§ **TAREFA PROPOSTA 1**
Transcreva sem alterações as linhas dos registros que vão da linha que contém "Task: annotate each instance of the man wading" até a linha que contém "x=203 y=137", incluindo ambas.

#### TRECHO DA PÁGINA ####

A
liturgia desta noite santa, Mãe de todas as vigílias, nos convida a tomar o
texto mateano que narra a experiência da ressurreição, Mt 28,1-10, o último
capítulo da catequese do evangelista, o qual amarra de modo magnifico todo este
evangelho eclesial. Mas qual a finalidade deste relato? Mostrar uma forma de se
fazer experiência com Jesus ressuscitado. Lembrar as Palavras de Jesus e refazer
o sentido de sua vida, acolhendo o convite de retornar à Galileia.
Nenhum
evangelho descreveu a ressurreição de Jesus. A imagem clássica e tradicional do
Cristo triunfante, de fato, não pertence ao evangelho, mas a um escrito
apócrifo do Século II, chamado “evangelho de Pedro”. Contudo, os quatro
evangelistas dão indicações, através de seus escritos e das experiências
comunitárias com o ressuscitado, de como puderam encontrar com o Senhor
vivente. Ela não foi um privilégio concedido a um pequeno grupo dois mil anos
atrás, mas se torna uma possibilidade aos crentes de todos os tempos.
Apropriemo-nos também nós desta experiência, meditando o texto.
“Depois
do sábado, ao amanhecer do primeiro dia da semana, Maria Madalena e a outra
Maria foram ver o sepulcro” (v.1). O evangelista inicia o relato com uma
observação temporal, “Depois do sábado”. O sábado era dia a ser observado rigorosamente
pelo judeu do tempo de Jesus. Violá-lo significava falta gravíssima. Mateus
coloca esta referência cronológica para transmitir uma mensagem teológica: a
observância deste preceito faz com que a comunidade dos discípulos retarde a
sua experiência com o Ressuscitado. Enquanto existirem esquemas antigos, ainda
não rompidos, não se conseguirá fazer experiência de vida. O evangelista utiliza
o verbo “ver” para descrever a atitude das mulheres. Este verbo não traduz
apenas o sentido da visão física, mas também a atitude de se fazer experiência
com algo ou alguém. Elas se dirigiram ao sepulcro para vê-lo, ou seja, para fazer
a experiência com a realidade da morte, apenas.

#### MATERIAL A PROCESSAR ####

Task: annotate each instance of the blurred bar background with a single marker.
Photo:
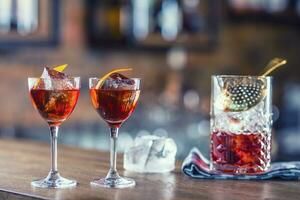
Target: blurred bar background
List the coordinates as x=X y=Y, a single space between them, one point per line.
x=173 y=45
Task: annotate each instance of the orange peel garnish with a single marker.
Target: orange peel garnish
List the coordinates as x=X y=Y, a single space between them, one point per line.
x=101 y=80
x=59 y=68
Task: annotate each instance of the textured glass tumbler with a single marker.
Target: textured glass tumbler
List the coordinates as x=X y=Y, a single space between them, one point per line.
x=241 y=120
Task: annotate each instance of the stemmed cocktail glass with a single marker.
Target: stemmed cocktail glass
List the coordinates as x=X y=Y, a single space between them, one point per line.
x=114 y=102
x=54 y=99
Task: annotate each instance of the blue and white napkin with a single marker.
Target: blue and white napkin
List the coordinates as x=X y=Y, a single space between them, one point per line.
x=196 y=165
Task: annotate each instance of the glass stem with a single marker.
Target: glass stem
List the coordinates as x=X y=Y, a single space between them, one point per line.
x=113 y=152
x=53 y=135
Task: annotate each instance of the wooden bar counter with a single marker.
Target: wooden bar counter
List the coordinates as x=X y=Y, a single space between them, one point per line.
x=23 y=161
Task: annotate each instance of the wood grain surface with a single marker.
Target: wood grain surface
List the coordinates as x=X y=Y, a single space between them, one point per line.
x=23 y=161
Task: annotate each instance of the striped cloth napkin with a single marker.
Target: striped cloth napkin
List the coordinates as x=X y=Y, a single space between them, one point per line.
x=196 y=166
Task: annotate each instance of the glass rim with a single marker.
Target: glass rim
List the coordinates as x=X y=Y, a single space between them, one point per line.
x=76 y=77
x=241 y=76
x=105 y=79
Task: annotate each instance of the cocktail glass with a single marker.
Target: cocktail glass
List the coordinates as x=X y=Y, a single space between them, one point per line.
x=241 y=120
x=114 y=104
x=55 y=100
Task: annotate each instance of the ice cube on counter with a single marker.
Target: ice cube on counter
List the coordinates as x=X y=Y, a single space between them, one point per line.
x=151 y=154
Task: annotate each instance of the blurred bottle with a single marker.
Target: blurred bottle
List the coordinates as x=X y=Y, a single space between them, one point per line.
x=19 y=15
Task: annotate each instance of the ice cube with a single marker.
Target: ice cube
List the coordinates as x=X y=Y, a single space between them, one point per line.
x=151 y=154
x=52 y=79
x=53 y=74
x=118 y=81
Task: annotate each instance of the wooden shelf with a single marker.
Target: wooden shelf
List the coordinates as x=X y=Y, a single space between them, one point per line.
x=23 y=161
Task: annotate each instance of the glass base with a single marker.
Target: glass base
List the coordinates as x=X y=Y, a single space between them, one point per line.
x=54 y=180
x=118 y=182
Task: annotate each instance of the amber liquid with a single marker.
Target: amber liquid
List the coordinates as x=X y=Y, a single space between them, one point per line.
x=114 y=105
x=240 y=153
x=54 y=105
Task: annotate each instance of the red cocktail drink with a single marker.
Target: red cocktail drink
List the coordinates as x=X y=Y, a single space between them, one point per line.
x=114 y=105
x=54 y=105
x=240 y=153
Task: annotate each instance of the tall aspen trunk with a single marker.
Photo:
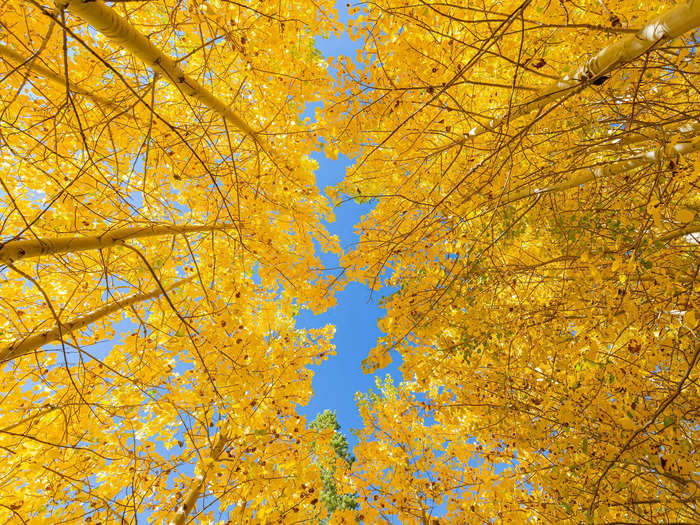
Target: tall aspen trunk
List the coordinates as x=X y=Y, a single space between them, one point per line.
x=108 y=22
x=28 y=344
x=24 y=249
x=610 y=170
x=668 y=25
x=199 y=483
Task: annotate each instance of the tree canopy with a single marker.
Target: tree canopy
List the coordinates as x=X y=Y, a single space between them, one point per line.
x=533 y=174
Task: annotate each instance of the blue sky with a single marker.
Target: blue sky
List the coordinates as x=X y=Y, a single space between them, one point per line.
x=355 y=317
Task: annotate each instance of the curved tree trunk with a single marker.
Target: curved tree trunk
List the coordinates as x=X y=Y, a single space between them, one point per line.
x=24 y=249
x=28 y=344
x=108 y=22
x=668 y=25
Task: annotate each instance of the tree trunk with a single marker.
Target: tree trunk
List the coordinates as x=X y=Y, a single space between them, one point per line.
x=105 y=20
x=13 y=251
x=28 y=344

####
#### MATERIAL A PROCESSAR ####

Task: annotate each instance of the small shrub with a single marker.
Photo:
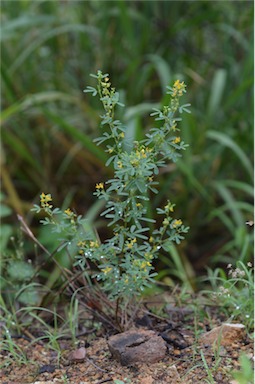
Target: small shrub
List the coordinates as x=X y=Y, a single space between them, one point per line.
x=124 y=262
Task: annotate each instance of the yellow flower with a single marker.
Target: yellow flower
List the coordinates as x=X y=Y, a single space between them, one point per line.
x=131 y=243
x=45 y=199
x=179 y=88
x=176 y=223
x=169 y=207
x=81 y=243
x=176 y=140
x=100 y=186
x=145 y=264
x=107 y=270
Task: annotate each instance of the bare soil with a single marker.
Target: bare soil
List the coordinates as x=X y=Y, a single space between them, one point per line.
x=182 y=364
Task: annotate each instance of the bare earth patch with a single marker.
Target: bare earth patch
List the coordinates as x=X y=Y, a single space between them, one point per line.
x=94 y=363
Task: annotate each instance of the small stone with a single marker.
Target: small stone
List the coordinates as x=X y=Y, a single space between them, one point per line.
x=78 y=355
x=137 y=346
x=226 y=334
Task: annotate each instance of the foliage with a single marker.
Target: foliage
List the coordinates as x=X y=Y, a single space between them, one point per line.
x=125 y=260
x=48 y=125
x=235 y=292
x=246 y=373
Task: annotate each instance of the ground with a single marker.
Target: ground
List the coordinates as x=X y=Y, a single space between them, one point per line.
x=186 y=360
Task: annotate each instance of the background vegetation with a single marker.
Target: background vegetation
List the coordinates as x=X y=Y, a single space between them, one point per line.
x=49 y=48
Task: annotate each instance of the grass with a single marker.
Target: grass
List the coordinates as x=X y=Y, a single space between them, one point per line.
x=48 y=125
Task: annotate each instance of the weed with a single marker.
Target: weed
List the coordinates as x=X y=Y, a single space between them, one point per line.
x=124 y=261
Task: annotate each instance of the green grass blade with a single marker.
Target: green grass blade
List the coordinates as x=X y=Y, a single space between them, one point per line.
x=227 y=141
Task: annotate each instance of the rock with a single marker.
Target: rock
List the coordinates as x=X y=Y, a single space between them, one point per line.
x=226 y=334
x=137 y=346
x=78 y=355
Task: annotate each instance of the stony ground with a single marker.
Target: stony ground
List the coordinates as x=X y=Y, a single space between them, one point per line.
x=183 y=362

####
#### MATERIAL A PROCESSAR ####

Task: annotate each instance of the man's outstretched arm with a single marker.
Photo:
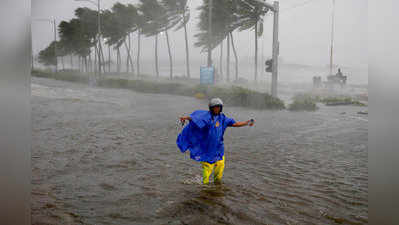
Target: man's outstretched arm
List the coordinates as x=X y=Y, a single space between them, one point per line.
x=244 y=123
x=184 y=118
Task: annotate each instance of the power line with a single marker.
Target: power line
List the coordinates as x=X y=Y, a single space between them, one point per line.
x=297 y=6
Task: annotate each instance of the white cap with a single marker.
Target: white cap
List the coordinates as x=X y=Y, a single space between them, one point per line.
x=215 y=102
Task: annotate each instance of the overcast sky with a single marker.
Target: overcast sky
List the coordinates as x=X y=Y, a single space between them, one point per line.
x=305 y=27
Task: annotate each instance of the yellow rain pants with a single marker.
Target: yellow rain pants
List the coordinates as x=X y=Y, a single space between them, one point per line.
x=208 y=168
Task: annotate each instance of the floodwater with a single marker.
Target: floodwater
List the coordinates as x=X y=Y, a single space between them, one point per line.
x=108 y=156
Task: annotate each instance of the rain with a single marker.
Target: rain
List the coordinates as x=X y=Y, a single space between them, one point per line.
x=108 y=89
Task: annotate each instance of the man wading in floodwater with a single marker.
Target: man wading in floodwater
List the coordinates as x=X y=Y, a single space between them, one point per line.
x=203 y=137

####

§ **TAREFA PROPOSTA 2**
Segundo o trecho sobre a ressurreição, de onde vem a imagem clássica e tradicional do Cristo triunfante?

§ **RESPOSTA FINAL 1**
Task: annotate each instance of the man wading in floodwater with a single marker.
Target: man wading in floodwater
List the coordinates as x=X y=Y, a single space between them, one point per line.
x=203 y=137

§ **RESPOSTA FINAL 2**
De um escrito apócrifo do século II, chamado "evangelho de Pedro".